:: TO DO ::
Search the records for the string "dress". Copy each line where it occurs.

:: DATA FOR PROCESSING ::
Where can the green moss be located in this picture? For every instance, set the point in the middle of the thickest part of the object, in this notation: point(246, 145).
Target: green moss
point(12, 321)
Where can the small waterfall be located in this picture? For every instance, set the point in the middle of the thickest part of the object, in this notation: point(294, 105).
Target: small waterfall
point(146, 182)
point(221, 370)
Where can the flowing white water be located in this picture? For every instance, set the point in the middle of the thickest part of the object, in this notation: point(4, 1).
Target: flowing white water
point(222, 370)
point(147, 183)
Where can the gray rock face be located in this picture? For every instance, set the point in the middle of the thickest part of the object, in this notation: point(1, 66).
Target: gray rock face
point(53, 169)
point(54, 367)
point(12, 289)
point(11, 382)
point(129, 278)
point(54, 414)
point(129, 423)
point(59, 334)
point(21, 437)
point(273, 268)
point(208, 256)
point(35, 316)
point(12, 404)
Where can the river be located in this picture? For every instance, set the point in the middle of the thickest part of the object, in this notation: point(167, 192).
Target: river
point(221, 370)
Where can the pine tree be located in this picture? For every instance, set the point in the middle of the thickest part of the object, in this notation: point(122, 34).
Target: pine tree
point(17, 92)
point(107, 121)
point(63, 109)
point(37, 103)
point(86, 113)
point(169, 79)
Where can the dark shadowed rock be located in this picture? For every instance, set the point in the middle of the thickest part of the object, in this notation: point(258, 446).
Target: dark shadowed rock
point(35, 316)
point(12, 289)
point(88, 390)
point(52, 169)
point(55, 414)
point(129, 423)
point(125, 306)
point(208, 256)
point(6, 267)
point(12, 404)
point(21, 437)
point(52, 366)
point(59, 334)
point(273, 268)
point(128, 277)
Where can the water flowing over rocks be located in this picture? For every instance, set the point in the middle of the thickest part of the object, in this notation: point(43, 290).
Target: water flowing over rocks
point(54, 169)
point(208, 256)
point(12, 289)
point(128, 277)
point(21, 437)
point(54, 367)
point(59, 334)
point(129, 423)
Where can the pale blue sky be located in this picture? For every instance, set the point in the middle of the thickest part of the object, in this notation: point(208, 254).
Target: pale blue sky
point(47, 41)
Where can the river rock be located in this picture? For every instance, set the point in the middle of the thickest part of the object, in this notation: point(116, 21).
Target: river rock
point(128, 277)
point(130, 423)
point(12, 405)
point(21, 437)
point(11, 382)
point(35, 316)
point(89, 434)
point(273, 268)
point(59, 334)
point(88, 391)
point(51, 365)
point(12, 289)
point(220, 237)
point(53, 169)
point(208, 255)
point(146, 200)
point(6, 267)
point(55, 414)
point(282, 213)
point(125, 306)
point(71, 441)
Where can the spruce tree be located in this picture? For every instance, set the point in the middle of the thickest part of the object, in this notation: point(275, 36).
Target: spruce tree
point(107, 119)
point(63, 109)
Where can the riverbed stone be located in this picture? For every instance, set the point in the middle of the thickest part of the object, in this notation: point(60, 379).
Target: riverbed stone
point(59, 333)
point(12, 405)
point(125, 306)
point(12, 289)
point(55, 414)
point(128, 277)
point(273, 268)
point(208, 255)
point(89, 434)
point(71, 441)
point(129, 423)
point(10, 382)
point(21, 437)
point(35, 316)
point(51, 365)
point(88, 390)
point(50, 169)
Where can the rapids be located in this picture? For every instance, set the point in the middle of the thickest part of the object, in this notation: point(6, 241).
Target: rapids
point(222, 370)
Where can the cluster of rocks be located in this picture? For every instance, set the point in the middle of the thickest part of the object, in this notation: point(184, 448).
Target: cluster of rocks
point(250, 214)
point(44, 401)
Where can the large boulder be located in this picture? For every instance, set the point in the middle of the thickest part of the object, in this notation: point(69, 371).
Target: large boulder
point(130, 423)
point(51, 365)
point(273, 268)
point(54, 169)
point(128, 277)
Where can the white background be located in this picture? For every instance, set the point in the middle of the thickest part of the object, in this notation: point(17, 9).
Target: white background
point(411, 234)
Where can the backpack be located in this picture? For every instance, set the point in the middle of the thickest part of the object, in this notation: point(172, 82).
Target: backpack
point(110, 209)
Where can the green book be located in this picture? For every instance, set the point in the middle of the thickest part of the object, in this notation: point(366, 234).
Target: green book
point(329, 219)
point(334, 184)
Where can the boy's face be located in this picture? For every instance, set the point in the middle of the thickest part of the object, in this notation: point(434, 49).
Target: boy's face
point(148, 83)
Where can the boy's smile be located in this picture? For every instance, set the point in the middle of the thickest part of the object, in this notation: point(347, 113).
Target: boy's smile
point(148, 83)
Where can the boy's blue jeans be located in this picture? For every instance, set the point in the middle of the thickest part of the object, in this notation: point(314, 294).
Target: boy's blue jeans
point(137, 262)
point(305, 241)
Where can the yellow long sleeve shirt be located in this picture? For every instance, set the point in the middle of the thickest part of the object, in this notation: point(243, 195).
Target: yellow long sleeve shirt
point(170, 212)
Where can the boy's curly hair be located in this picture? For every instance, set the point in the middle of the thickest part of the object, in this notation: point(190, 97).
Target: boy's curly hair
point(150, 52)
* * *
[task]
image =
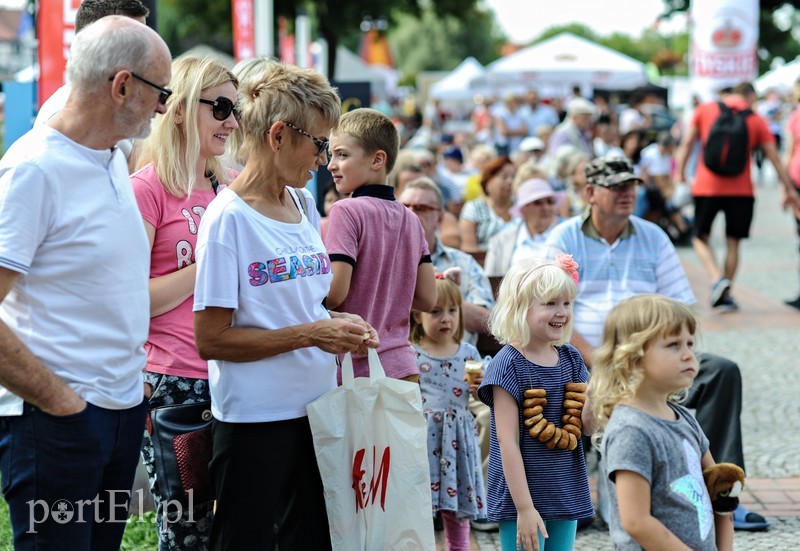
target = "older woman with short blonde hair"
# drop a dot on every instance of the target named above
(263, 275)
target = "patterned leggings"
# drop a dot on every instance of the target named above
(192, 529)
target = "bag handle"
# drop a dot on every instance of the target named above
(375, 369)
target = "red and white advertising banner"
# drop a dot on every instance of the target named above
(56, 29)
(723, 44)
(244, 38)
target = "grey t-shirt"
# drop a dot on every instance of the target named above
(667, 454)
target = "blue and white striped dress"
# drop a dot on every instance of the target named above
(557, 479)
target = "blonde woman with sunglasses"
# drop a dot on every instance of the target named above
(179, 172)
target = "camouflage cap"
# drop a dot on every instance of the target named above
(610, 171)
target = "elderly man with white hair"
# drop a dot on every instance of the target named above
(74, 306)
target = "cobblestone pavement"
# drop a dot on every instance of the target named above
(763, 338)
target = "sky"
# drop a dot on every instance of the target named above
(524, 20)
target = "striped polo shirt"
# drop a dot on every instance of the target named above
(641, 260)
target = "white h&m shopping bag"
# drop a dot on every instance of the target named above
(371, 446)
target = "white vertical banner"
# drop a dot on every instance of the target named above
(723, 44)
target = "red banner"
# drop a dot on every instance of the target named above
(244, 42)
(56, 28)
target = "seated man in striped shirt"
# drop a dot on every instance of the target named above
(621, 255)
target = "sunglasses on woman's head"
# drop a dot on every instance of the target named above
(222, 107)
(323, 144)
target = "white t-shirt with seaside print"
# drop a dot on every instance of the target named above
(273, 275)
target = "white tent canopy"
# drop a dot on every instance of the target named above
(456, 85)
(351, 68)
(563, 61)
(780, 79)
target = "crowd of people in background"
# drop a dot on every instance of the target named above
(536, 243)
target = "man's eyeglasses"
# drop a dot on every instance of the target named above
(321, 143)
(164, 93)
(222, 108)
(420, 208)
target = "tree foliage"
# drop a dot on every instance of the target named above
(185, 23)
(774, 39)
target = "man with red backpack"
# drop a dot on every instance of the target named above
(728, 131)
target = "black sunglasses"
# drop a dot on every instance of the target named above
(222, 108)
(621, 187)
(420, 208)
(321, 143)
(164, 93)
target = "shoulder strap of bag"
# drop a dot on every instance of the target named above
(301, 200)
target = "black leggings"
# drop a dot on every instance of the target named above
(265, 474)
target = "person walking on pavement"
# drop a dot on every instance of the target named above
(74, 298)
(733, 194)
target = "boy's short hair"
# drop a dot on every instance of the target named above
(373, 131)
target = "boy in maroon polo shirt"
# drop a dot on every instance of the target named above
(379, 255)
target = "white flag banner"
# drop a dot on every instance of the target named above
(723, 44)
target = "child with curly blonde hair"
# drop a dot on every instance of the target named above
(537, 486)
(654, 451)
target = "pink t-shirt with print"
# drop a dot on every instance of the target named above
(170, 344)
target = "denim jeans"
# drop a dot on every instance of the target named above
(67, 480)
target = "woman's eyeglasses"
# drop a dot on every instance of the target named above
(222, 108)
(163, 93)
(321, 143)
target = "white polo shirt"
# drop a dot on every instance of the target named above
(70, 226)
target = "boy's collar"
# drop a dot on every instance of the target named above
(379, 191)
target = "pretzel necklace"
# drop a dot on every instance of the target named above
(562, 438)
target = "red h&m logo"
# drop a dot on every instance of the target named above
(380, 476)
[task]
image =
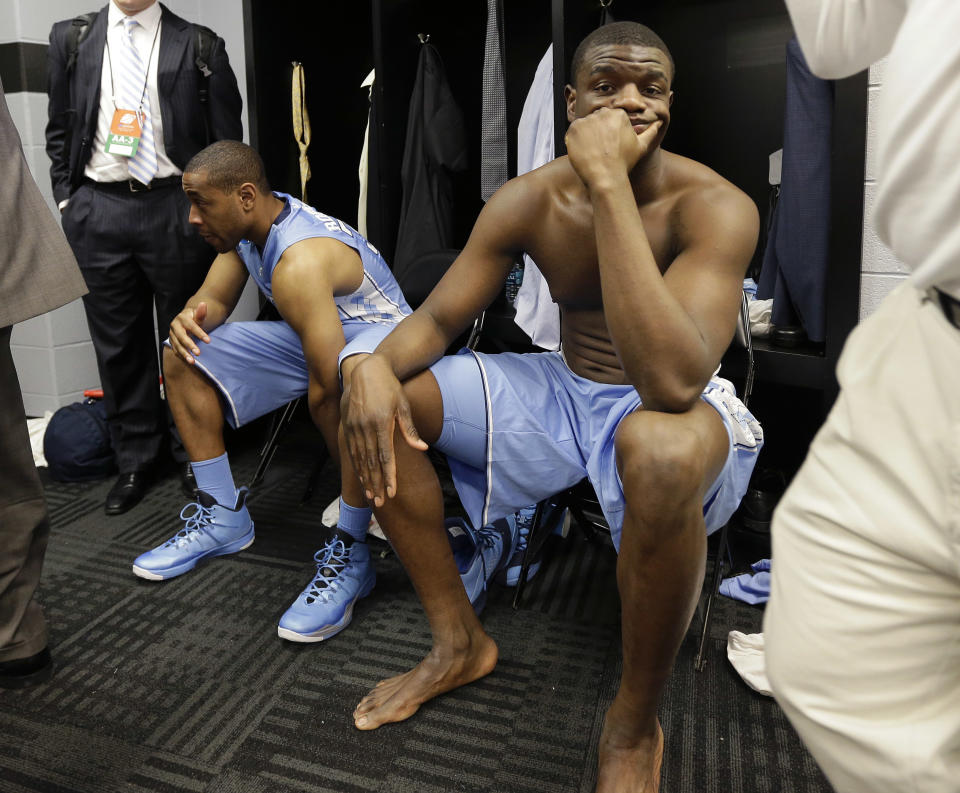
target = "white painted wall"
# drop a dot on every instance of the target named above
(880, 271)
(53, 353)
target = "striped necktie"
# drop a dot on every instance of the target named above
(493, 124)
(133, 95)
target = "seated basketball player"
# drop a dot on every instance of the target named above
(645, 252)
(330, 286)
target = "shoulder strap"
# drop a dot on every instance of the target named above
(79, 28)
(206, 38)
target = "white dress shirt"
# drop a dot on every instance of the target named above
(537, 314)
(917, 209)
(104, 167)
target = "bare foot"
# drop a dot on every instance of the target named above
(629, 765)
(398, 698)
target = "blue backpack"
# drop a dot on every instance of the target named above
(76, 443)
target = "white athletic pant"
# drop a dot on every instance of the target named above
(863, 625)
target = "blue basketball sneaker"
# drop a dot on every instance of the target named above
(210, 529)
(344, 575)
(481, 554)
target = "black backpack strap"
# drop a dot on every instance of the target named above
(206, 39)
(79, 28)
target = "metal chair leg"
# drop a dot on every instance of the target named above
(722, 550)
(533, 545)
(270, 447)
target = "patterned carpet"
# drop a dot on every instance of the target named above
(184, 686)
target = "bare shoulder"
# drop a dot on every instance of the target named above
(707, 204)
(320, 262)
---
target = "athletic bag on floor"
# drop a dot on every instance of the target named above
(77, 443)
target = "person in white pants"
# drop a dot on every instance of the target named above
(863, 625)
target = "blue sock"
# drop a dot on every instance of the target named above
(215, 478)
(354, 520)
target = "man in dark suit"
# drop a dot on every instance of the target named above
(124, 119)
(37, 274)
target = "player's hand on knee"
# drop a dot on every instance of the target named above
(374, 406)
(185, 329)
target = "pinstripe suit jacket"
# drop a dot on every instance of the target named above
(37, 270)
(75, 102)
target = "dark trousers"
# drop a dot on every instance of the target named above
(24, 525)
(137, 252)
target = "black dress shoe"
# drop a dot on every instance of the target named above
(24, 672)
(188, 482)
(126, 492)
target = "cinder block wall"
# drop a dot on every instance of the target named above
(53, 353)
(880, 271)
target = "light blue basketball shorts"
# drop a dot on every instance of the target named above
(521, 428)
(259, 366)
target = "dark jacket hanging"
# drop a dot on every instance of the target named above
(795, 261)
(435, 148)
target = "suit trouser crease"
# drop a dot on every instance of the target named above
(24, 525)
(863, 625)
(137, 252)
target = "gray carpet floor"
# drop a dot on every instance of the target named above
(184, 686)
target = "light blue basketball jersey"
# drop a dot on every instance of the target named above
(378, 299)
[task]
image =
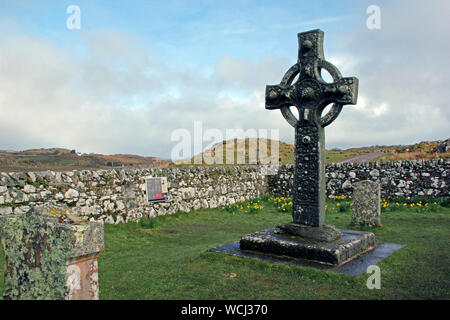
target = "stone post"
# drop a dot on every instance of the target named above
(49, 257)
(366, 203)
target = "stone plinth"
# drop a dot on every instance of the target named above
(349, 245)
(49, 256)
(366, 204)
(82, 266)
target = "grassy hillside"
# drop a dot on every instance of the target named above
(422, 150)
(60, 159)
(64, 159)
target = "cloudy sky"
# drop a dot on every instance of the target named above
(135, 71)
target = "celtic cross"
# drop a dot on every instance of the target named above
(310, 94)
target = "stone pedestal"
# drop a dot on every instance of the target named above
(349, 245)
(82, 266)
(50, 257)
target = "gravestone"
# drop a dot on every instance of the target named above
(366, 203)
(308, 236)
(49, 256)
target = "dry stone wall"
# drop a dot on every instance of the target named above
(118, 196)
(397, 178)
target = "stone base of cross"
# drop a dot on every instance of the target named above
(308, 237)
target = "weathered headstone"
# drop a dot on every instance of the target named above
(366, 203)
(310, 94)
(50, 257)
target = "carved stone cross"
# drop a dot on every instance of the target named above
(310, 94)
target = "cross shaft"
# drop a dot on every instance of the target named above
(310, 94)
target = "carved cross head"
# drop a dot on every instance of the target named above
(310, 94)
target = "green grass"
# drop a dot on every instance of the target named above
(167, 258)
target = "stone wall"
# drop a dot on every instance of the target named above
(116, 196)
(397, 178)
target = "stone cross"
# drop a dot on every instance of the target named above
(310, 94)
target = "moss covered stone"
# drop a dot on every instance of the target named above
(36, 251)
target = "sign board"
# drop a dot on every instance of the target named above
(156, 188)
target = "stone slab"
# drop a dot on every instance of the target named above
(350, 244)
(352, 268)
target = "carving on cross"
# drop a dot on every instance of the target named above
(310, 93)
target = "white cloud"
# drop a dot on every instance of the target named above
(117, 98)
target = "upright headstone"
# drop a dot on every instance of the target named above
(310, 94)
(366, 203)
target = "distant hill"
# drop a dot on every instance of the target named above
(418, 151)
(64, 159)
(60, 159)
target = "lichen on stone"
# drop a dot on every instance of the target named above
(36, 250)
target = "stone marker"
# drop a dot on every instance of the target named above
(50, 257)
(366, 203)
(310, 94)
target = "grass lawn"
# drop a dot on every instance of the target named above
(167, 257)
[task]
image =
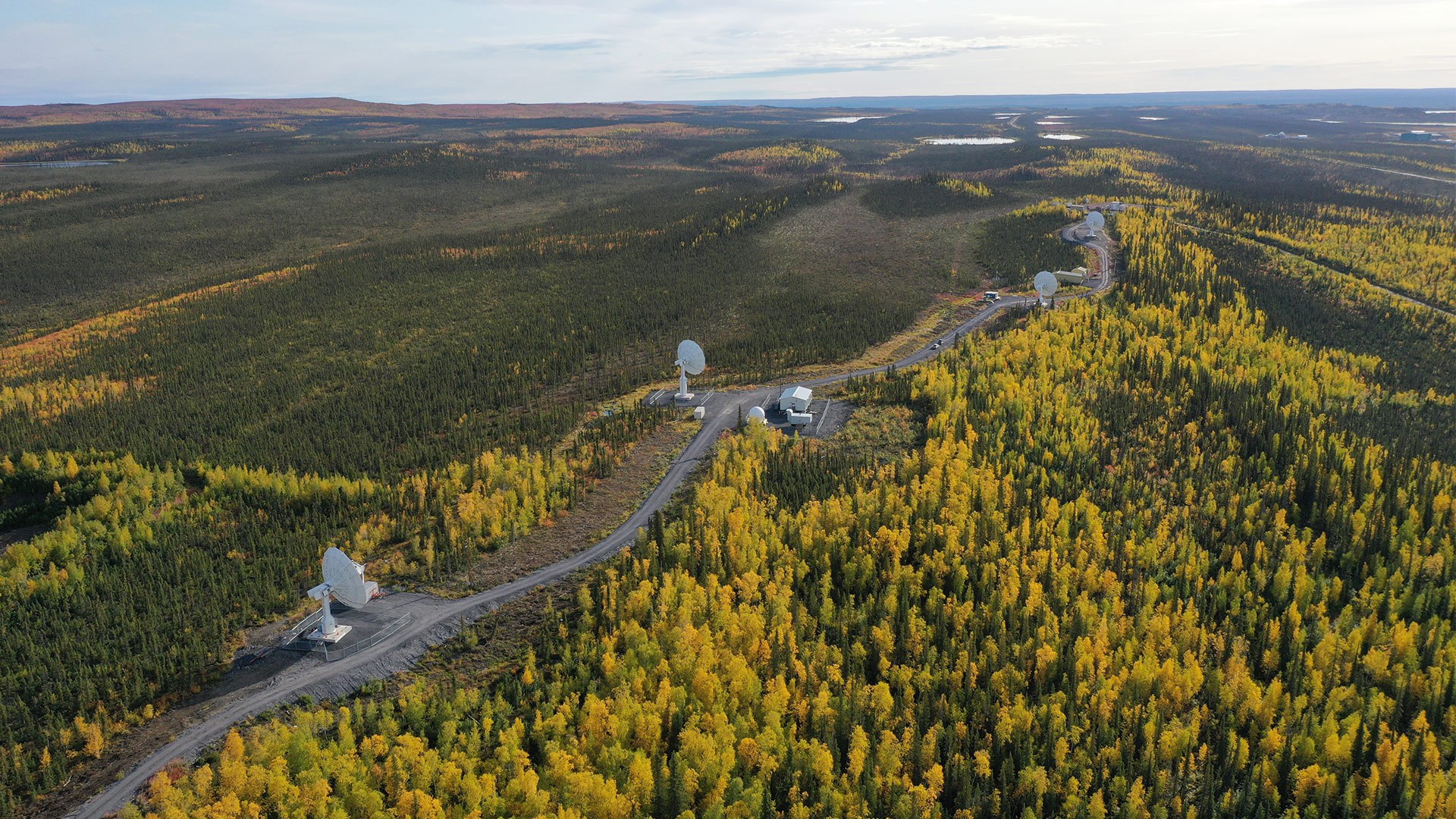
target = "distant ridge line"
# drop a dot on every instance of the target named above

:: ANSWER FOR THE TASK ::
target = "blue and white striped dress"
target = "white dress shirt"
target = "black dress shoe"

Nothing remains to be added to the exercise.